▶ Records for this task

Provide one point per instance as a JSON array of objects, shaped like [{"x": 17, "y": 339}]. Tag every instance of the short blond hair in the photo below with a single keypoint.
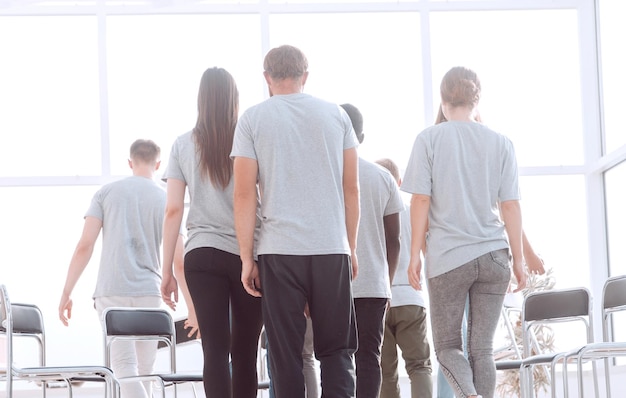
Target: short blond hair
[
  {"x": 285, "y": 62},
  {"x": 145, "y": 151},
  {"x": 391, "y": 166}
]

▶ Exercise
Format each line of the rows above as a JSON array of strings, one string per line, skipping blank lines and leaving out the pictures.

▶ Finished exercise
[
  "Provide one point per instance as a JSON array of objects, shaped like [{\"x\": 17, \"y\": 339}]. Tag every instance of the short blond hair in the photo below with a single keypoint.",
  "Target: short blond hair",
  "[",
  "  {\"x\": 285, \"y\": 62},",
  "  {\"x\": 145, \"y\": 151},",
  "  {\"x\": 391, \"y\": 166}",
  "]"
]